## [Exercise brief]
Turn every line of the listing below into a JSON array of strings, with one string per line and no blank lines.

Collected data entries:
----------------------------------------

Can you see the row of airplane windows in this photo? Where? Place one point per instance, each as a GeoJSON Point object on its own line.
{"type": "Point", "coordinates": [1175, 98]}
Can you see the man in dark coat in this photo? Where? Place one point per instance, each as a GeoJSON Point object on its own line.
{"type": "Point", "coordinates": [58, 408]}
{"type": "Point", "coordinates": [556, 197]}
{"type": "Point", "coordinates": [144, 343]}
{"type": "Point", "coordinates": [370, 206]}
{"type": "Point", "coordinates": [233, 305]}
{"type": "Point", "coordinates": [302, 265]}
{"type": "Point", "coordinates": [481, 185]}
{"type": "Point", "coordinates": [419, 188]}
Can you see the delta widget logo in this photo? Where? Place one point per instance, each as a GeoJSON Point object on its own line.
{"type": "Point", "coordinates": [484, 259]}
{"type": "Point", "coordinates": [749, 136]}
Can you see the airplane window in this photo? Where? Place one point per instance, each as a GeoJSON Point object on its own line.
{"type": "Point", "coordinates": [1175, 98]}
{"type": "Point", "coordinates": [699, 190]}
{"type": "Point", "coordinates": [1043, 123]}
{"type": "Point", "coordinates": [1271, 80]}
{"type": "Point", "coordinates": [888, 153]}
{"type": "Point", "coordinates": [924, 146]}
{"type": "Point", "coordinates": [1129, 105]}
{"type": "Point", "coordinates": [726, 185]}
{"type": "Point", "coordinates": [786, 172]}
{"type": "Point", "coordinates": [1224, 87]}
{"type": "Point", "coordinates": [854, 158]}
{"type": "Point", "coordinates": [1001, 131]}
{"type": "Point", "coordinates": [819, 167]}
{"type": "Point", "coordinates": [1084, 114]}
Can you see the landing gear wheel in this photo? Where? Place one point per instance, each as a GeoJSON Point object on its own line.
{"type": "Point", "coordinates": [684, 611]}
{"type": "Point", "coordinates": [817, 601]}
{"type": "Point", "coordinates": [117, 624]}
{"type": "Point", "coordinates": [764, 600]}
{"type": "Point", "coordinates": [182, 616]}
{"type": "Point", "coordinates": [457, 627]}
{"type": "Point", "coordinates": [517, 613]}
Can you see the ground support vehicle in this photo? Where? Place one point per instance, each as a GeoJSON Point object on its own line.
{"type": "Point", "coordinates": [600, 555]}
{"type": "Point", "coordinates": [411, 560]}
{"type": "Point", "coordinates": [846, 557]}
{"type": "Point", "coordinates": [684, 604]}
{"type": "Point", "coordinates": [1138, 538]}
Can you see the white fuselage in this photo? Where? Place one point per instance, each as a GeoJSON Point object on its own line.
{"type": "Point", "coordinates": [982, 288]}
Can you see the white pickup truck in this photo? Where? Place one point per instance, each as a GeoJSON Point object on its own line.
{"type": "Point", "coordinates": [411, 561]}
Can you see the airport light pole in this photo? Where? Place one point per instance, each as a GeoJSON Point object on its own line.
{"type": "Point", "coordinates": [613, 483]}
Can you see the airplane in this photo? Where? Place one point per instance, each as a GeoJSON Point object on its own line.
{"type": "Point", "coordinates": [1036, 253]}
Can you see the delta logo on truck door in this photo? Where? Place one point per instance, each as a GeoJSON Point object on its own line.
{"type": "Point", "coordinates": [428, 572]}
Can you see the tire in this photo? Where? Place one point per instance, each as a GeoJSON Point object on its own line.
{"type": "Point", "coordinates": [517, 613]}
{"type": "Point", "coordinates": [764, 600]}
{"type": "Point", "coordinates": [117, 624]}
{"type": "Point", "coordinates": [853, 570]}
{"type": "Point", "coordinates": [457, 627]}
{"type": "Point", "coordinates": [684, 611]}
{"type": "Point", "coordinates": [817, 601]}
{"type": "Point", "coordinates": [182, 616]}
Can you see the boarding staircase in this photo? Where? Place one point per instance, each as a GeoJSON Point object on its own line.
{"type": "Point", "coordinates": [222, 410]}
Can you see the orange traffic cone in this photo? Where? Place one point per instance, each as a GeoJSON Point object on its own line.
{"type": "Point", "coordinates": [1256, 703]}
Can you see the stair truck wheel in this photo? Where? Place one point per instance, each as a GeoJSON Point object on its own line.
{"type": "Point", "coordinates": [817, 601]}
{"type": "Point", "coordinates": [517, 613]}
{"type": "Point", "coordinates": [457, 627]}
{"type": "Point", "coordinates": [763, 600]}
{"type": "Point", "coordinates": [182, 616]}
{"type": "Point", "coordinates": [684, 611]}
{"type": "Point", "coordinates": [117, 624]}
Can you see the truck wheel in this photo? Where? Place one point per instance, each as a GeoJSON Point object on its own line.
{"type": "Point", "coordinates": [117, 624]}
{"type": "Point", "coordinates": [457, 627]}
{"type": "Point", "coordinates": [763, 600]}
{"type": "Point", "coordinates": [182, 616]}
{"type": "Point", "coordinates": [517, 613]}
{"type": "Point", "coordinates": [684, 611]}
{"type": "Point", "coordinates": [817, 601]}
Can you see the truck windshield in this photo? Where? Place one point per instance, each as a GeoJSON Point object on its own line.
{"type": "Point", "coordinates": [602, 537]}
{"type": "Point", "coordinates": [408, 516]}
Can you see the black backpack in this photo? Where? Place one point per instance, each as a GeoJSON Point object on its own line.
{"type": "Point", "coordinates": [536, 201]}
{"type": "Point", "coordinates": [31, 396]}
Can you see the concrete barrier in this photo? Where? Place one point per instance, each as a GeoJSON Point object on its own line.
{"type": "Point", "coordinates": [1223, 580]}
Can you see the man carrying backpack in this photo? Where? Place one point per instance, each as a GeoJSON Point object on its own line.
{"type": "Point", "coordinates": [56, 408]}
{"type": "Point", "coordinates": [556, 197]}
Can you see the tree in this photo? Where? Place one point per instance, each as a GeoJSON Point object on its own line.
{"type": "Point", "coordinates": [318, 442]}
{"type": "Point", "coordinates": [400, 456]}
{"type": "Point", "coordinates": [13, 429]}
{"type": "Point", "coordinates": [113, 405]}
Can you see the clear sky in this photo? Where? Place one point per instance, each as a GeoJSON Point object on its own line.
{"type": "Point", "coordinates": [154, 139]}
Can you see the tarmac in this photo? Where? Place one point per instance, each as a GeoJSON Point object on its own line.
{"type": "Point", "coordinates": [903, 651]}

----------------------------------------

## [Result]
[
  "Can you see the row of airplane windows in this photo? Where? Place one point per instance, each as a GeoJSON Point object on its own line.",
  "{\"type\": \"Point\", \"coordinates\": [1175, 98]}",
  "Can you see the man in dark coat in this photo? Where? Place one point per instance, each as a GeoJSON Point object on its own line.",
  "{\"type\": \"Point\", \"coordinates\": [58, 408]}",
  "{\"type\": \"Point\", \"coordinates\": [556, 197]}",
  "{\"type\": \"Point\", \"coordinates\": [144, 343]}",
  "{\"type\": \"Point\", \"coordinates\": [370, 206]}",
  "{\"type\": \"Point\", \"coordinates\": [233, 305]}",
  "{\"type\": \"Point\", \"coordinates\": [302, 265]}",
  "{\"type\": \"Point\", \"coordinates\": [481, 185]}",
  "{\"type\": \"Point\", \"coordinates\": [419, 188]}",
  "Can you see the delta widget logo in this photo? Where? Place one point per instance, each as a GeoJSON Point object on its own line.",
  "{\"type\": \"Point\", \"coordinates\": [484, 259]}",
  "{\"type\": \"Point\", \"coordinates\": [749, 136]}",
  "Can you see the airplane window in this photo? Where? Place one point per instance, each as a GeoJSON Point object on its own line.",
  "{\"type\": \"Point\", \"coordinates\": [1175, 98]}",
  "{\"type\": \"Point\", \"coordinates\": [699, 190]}",
  "{\"type\": \"Point\", \"coordinates\": [1043, 123]}",
  "{\"type\": \"Point\", \"coordinates\": [1271, 80]}",
  "{\"type\": \"Point\", \"coordinates\": [888, 153]}",
  "{\"type\": \"Point\", \"coordinates\": [924, 146]}",
  "{\"type\": \"Point\", \"coordinates\": [1129, 105]}",
  "{\"type\": \"Point\", \"coordinates\": [726, 185]}",
  "{\"type\": \"Point\", \"coordinates\": [786, 172]}",
  "{\"type\": \"Point\", \"coordinates\": [1224, 87]}",
  "{\"type\": \"Point\", \"coordinates\": [854, 158]}",
  "{\"type\": \"Point\", \"coordinates\": [1001, 131]}",
  "{\"type\": \"Point\", \"coordinates\": [819, 167]}",
  "{\"type\": \"Point\", \"coordinates\": [1084, 114]}",
  "Can you see the landing gear wheel in this photo? Where? Place one point per instance, each as a GeoJSON Point object on its own line.",
  "{\"type\": \"Point\", \"coordinates\": [684, 611]}",
  "{\"type\": \"Point\", \"coordinates\": [817, 601]}",
  "{\"type\": \"Point\", \"coordinates\": [117, 624]}",
  "{\"type\": \"Point\", \"coordinates\": [764, 600]}",
  "{\"type\": \"Point\", \"coordinates\": [182, 616]}",
  "{\"type\": \"Point\", \"coordinates\": [457, 627]}",
  "{\"type\": \"Point\", \"coordinates\": [517, 613]}",
  "Can you see the ground support vehicle in this photo? Where? Place one point per instance, each as a GeoJSON Point object on its own line.",
  "{\"type\": \"Point\", \"coordinates\": [600, 555]}",
  "{\"type\": \"Point\", \"coordinates\": [411, 560]}",
  "{\"type\": \"Point\", \"coordinates\": [846, 557]}",
  "{\"type\": \"Point\", \"coordinates\": [684, 604]}",
  "{\"type\": \"Point\", \"coordinates\": [1138, 538]}",
  "Can you see the white fuselage in this photo? Where? Place one point per instance, each as a GeoJSON Point object on its own line.",
  "{\"type\": \"Point\", \"coordinates\": [982, 288]}",
  "Can you see the white pickup truck in this photo? Where? Place one point per instance, each as a GeoJSON Point object on its own line.",
  "{\"type\": \"Point\", \"coordinates\": [411, 561]}",
  "Can you see the airport light pole in this photo? Where? Place one point per instance, each as a GeoJSON Point object on its own line.",
  "{\"type\": \"Point\", \"coordinates\": [613, 483]}",
  "Can you see the airplane in this photo? Where? Place one point per instance, each as a GeoJSON Point object on its own line.",
  "{\"type\": \"Point\", \"coordinates\": [1036, 253]}",
  "Can you see the delta logo on truck door in this photo? Where? Place one point per instance, each as a GeoJSON Point object on its own line.",
  "{\"type\": \"Point\", \"coordinates\": [428, 572]}",
  "Can you see the tire in this photo? Where? Place one point per instance, each as a GeoJSON Point object on its own line.",
  "{\"type\": \"Point\", \"coordinates\": [517, 613]}",
  "{\"type\": \"Point\", \"coordinates\": [764, 600]}",
  "{\"type\": \"Point\", \"coordinates\": [117, 624]}",
  "{\"type\": \"Point\", \"coordinates\": [853, 570]}",
  "{\"type\": \"Point\", \"coordinates\": [457, 627]}",
  "{\"type\": \"Point\", \"coordinates\": [684, 611]}",
  "{\"type\": \"Point\", \"coordinates\": [817, 601]}",
  "{\"type\": \"Point\", \"coordinates\": [182, 616]}",
  "Can you see the boarding staircase in this photo? Where? Place one point per instance, each as a GeoJSON Point object on its own line.",
  "{\"type\": \"Point\", \"coordinates\": [222, 410]}",
  "Can you see the orange traffic cone in this photo? Where? Place one point per instance, each as a GeoJSON Point object on its own line.",
  "{\"type\": \"Point\", \"coordinates\": [1256, 703]}",
  "Can you see the stair truck wheel in this photo? Where? Place one point per instance, each as a GeoJSON Point object on its own line.",
  "{\"type\": \"Point\", \"coordinates\": [817, 601]}",
  "{\"type\": \"Point\", \"coordinates\": [517, 613]}",
  "{\"type\": \"Point\", \"coordinates\": [457, 627]}",
  "{\"type\": \"Point\", \"coordinates\": [763, 600]}",
  "{\"type\": \"Point\", \"coordinates\": [182, 616]}",
  "{\"type\": \"Point\", \"coordinates\": [684, 611]}",
  "{\"type\": \"Point\", \"coordinates\": [117, 624]}",
  "Can you see the truck wheel in this photo? Where? Place one point per instance, each as a GeoJSON Point object on its own line.",
  "{\"type\": \"Point\", \"coordinates\": [117, 624]}",
  "{\"type\": \"Point\", \"coordinates\": [457, 627]}",
  "{\"type\": \"Point\", \"coordinates\": [763, 600]}",
  "{\"type\": \"Point\", \"coordinates\": [182, 616]}",
  "{\"type\": \"Point\", \"coordinates\": [517, 613]}",
  "{\"type\": \"Point\", \"coordinates\": [684, 611]}",
  "{\"type\": \"Point\", \"coordinates\": [817, 601]}",
  "Can you see the truck windshield in this photo? Where? Place one point per instance, each as a GeoJSON Point object on its own line.",
  "{\"type\": \"Point\", \"coordinates\": [602, 537]}",
  "{\"type\": \"Point\", \"coordinates\": [408, 516]}",
  "Can you see the black backpack in this photo? Where? Place one point per instance, each as a GeoJSON Point object on its own line.",
  "{\"type\": \"Point\", \"coordinates\": [536, 201]}",
  "{\"type\": \"Point\", \"coordinates\": [31, 396]}",
  "Can you see the concrete barrier in this photo? Where? Place one point per instance, each as a GeoJSON Point object on its own line.",
  "{\"type\": \"Point\", \"coordinates\": [1223, 580]}",
  "Can you see the man carrying backpack in this photo? Where? Place one point per instance, each as a GeoJSON Point object on its own line.",
  "{\"type\": \"Point\", \"coordinates\": [56, 408]}",
  "{\"type\": \"Point\", \"coordinates\": [556, 197]}",
  "Can you see the tree in this photo? Where? Place one point per instance, each as a GeoJSON Point object on its own line.",
  "{\"type\": \"Point\", \"coordinates\": [318, 442]}",
  "{\"type\": \"Point\", \"coordinates\": [400, 456]}",
  "{\"type\": \"Point\", \"coordinates\": [13, 429]}",
  "{\"type\": \"Point\", \"coordinates\": [113, 405]}",
  "Can you see the clear sky in this photo? Where? Place one point per instance, each as a GeoJSON Point object on its own line.",
  "{\"type\": \"Point\", \"coordinates\": [154, 139]}",
  "Can you see the tarmac in this photo? Where? Place one point per instance, each as a GeoJSON Point object on its own line.",
  "{\"type\": \"Point\", \"coordinates\": [903, 651]}"
]